DESCRIPTION OF THE TASK: Count the lines in the listing below that contain the string "denim" and reply with that number alone.

MATERIAL TO PROCESS:
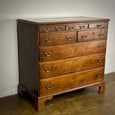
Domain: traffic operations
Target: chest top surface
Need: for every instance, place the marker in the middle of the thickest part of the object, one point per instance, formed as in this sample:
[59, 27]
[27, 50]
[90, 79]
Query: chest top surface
[65, 20]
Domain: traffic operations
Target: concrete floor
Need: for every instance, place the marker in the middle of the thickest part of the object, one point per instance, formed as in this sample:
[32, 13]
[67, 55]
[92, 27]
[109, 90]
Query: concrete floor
[82, 102]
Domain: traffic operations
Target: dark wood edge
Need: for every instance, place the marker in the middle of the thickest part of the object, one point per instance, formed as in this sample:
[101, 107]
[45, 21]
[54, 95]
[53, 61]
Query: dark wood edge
[22, 91]
[64, 22]
[72, 89]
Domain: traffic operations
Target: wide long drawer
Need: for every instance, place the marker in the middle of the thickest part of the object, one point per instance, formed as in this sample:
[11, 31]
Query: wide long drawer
[60, 67]
[72, 50]
[65, 82]
[57, 38]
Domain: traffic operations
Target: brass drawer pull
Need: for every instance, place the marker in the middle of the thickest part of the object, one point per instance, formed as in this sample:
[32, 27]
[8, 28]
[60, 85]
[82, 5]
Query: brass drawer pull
[99, 25]
[100, 35]
[69, 38]
[84, 36]
[47, 54]
[47, 70]
[82, 27]
[100, 60]
[99, 75]
[48, 39]
[46, 29]
[58, 28]
[101, 46]
[48, 87]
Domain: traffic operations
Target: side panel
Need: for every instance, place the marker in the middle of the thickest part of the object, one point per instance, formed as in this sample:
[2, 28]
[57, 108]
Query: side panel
[28, 55]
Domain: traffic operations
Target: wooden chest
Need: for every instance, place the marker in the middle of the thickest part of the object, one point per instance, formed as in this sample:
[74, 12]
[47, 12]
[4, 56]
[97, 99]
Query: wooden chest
[60, 55]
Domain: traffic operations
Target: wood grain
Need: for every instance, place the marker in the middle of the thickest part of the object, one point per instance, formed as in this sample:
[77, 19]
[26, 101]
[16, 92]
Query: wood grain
[97, 34]
[72, 50]
[61, 67]
[98, 25]
[79, 26]
[51, 28]
[57, 38]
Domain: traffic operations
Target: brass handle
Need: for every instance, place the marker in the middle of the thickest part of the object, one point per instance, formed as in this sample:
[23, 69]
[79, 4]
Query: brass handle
[71, 27]
[98, 25]
[47, 54]
[47, 70]
[48, 39]
[58, 28]
[100, 35]
[101, 46]
[48, 87]
[46, 29]
[82, 27]
[98, 75]
[84, 36]
[100, 60]
[69, 38]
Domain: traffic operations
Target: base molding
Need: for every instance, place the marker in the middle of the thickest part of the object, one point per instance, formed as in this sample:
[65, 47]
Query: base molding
[39, 102]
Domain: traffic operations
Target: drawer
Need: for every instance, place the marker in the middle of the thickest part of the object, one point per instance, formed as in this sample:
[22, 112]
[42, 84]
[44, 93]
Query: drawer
[80, 26]
[50, 28]
[98, 34]
[69, 81]
[98, 25]
[56, 38]
[60, 67]
[72, 50]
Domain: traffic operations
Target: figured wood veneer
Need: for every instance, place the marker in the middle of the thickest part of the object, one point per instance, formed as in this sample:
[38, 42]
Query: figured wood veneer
[60, 55]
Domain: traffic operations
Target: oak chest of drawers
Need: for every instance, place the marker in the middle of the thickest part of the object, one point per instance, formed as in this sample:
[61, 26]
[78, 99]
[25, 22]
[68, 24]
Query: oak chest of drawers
[60, 55]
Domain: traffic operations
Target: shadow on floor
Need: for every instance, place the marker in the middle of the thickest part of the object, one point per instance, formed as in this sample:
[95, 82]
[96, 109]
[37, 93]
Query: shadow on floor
[81, 102]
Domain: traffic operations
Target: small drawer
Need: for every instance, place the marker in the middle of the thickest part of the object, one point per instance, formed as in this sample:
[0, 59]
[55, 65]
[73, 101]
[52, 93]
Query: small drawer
[51, 28]
[61, 67]
[98, 34]
[69, 81]
[57, 38]
[72, 27]
[71, 50]
[98, 25]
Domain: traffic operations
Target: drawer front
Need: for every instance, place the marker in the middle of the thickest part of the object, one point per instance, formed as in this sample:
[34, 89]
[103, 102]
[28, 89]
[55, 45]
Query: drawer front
[72, 50]
[60, 67]
[98, 25]
[92, 35]
[65, 82]
[51, 28]
[56, 38]
[71, 27]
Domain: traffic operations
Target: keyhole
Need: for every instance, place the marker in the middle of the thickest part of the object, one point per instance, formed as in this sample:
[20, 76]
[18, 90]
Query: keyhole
[93, 33]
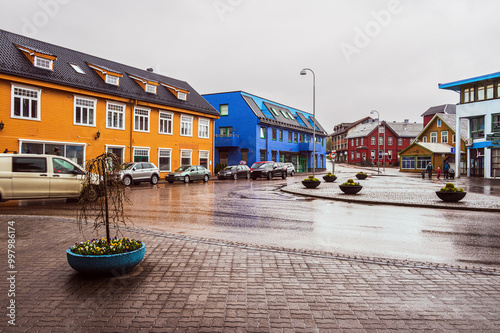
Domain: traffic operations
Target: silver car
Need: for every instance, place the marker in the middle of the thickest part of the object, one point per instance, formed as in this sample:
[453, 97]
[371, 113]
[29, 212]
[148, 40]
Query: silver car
[136, 172]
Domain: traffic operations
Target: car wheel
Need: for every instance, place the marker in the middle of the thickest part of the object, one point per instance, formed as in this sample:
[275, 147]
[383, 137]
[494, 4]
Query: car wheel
[127, 180]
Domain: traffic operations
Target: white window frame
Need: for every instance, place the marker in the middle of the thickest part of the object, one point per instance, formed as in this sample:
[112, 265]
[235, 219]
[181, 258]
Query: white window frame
[30, 90]
[166, 151]
[111, 79]
[150, 88]
[203, 124]
[444, 134]
[187, 152]
[87, 108]
[135, 149]
[170, 120]
[41, 62]
[141, 119]
[186, 125]
[120, 114]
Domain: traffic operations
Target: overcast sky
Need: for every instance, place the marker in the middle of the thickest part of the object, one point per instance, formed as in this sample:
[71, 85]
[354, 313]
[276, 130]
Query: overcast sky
[384, 55]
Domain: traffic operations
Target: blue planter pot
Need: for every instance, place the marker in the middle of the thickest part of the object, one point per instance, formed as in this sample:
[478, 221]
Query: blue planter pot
[103, 264]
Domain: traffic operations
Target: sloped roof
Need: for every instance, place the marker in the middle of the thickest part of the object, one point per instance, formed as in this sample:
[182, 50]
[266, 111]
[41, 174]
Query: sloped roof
[13, 61]
[403, 129]
[445, 108]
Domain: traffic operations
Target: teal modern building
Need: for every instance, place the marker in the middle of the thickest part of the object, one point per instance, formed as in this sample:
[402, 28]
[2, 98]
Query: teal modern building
[254, 129]
[480, 106]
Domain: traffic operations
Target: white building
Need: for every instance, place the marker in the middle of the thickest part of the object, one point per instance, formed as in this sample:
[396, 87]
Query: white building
[480, 105]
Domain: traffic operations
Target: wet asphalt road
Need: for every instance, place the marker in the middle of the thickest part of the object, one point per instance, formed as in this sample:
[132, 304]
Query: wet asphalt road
[256, 212]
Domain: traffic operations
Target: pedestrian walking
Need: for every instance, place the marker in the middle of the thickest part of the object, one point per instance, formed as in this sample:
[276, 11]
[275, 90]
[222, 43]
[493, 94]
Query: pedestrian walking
[446, 170]
[429, 169]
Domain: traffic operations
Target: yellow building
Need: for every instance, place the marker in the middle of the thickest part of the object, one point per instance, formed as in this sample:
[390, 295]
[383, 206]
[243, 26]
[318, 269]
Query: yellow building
[56, 100]
[435, 144]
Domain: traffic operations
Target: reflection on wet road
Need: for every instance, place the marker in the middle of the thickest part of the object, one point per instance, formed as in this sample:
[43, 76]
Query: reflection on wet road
[256, 212]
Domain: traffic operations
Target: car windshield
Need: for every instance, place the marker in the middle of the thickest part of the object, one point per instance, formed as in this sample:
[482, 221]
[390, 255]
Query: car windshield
[127, 166]
[183, 168]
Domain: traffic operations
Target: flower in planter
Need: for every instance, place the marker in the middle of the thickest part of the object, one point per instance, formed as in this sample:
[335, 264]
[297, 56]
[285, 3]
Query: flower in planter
[311, 179]
[101, 247]
[450, 187]
[350, 182]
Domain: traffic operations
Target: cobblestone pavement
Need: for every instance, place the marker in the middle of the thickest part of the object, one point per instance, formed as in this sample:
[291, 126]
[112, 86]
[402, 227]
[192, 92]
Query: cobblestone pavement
[396, 189]
[196, 285]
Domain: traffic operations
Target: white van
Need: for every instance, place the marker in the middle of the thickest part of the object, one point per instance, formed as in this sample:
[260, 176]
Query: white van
[32, 176]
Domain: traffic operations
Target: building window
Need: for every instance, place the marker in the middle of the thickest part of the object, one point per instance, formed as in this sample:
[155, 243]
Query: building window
[114, 80]
[477, 127]
[165, 123]
[186, 126]
[433, 137]
[141, 120]
[408, 162]
[489, 91]
[225, 131]
[422, 161]
[444, 136]
[150, 88]
[224, 109]
[186, 157]
[203, 128]
[84, 111]
[164, 159]
[203, 155]
[495, 122]
[115, 116]
[43, 63]
[25, 103]
[141, 154]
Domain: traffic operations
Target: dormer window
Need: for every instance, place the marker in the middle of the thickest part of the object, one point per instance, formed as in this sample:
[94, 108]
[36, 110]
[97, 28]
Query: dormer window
[177, 92]
[108, 75]
[38, 58]
[148, 85]
[43, 63]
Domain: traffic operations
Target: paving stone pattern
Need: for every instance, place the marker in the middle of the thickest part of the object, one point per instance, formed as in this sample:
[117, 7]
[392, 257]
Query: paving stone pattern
[185, 285]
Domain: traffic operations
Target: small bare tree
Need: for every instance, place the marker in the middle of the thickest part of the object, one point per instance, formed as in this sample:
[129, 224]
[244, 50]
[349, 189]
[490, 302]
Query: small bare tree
[103, 194]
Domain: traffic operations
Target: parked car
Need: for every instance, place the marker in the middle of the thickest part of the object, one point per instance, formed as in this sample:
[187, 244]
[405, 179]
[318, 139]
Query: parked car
[136, 172]
[234, 172]
[269, 170]
[188, 173]
[290, 169]
[33, 176]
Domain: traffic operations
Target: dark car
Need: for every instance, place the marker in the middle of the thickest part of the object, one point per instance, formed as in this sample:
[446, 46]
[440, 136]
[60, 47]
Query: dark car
[269, 170]
[234, 172]
[188, 173]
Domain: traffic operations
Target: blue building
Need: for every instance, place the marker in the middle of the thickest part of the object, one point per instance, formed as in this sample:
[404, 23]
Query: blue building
[254, 129]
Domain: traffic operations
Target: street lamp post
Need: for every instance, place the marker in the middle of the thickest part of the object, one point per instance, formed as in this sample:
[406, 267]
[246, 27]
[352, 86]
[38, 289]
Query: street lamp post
[303, 72]
[378, 139]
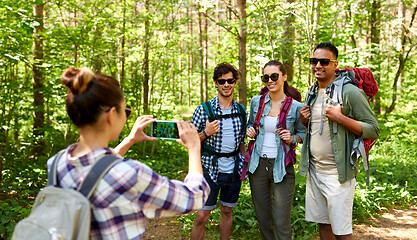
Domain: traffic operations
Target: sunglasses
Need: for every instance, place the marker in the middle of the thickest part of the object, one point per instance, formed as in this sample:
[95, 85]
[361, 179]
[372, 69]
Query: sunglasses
[324, 62]
[221, 81]
[274, 77]
[128, 111]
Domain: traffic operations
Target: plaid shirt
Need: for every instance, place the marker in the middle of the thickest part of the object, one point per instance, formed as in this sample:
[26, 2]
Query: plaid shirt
[199, 120]
[130, 193]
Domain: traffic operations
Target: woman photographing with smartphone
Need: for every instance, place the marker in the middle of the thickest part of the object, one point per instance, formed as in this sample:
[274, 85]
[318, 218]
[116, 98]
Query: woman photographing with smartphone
[271, 171]
[130, 192]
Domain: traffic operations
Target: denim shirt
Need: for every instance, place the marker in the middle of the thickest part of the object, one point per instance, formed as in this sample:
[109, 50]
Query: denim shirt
[293, 124]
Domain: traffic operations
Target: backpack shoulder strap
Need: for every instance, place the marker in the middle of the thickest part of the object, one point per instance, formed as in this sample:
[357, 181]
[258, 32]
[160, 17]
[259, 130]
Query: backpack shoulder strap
[209, 110]
[52, 176]
[99, 169]
[311, 93]
[284, 112]
[242, 116]
[260, 110]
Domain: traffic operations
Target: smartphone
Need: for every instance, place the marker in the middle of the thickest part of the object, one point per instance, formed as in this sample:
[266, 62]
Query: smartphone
[165, 130]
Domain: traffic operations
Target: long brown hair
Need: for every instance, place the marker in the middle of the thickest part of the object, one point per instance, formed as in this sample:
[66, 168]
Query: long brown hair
[288, 90]
[89, 95]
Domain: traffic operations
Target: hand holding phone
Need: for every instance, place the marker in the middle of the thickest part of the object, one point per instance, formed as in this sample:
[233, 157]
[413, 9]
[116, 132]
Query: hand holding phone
[165, 130]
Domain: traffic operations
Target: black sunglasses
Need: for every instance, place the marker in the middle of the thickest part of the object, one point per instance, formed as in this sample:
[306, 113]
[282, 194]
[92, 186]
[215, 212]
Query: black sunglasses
[128, 111]
[324, 62]
[221, 81]
[274, 77]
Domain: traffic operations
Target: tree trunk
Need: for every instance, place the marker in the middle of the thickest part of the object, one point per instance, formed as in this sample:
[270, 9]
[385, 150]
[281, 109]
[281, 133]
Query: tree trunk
[146, 64]
[200, 27]
[38, 78]
[403, 55]
[287, 48]
[375, 49]
[206, 59]
[191, 59]
[242, 51]
[123, 72]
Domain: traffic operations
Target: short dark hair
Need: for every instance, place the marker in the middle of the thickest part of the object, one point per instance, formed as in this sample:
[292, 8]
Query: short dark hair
[329, 46]
[224, 68]
[89, 95]
[288, 90]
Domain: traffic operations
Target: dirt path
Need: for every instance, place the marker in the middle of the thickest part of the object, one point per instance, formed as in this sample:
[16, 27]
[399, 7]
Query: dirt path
[395, 224]
[392, 225]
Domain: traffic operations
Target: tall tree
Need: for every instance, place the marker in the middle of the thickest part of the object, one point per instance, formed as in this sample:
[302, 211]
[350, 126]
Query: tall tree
[38, 78]
[287, 48]
[146, 60]
[375, 49]
[403, 55]
[201, 54]
[241, 5]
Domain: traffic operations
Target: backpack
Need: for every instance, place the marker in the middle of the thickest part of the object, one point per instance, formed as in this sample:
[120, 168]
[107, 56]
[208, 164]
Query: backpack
[63, 213]
[363, 79]
[207, 150]
[282, 123]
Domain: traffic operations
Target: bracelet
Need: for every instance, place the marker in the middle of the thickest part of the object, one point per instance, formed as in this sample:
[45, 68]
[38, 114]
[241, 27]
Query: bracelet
[205, 134]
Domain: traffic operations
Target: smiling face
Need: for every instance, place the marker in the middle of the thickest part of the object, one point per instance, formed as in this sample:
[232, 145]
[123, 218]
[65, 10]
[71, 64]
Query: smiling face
[275, 86]
[225, 90]
[324, 74]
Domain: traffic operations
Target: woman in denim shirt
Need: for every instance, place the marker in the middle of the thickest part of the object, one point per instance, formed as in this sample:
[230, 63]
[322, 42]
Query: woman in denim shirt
[272, 180]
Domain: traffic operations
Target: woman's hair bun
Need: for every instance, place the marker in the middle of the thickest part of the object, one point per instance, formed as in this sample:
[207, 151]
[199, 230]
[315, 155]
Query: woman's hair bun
[77, 80]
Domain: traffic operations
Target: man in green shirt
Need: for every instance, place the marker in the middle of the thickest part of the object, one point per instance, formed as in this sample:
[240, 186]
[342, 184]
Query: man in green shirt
[325, 153]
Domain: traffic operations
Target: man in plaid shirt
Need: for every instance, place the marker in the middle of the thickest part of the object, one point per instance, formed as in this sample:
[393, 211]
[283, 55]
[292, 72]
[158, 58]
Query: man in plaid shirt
[223, 150]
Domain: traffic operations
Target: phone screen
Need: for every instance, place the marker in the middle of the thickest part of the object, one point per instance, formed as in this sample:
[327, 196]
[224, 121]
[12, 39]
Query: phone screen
[165, 130]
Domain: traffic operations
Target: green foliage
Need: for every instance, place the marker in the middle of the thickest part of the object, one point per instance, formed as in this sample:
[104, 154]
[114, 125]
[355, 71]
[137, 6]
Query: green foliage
[110, 37]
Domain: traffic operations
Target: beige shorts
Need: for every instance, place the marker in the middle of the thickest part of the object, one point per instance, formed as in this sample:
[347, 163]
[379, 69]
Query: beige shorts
[329, 202]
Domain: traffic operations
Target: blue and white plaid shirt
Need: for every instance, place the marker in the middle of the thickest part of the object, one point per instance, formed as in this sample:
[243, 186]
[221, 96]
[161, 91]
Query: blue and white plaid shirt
[200, 118]
[130, 193]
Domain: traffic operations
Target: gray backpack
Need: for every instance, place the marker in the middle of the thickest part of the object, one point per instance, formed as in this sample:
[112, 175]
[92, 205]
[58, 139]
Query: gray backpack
[63, 213]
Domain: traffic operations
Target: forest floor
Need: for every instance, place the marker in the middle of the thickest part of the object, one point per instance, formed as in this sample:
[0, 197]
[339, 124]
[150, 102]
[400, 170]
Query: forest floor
[395, 224]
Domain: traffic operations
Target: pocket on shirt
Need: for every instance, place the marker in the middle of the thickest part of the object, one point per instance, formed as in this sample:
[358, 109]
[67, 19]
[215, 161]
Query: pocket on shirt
[290, 123]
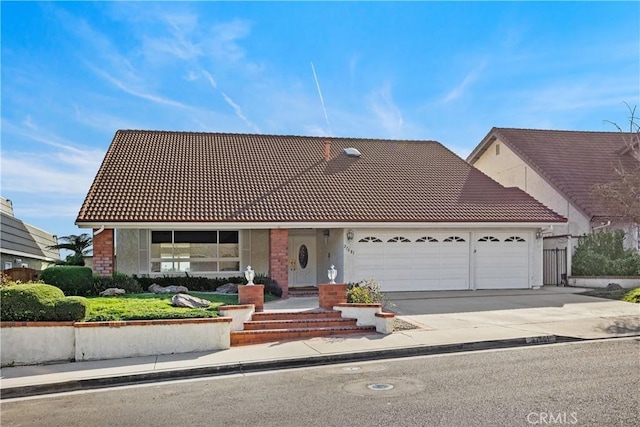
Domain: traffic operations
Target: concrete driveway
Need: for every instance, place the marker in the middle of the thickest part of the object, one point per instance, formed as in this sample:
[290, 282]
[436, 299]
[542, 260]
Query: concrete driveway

RESPONSE FOR THIS EXERCISE: 4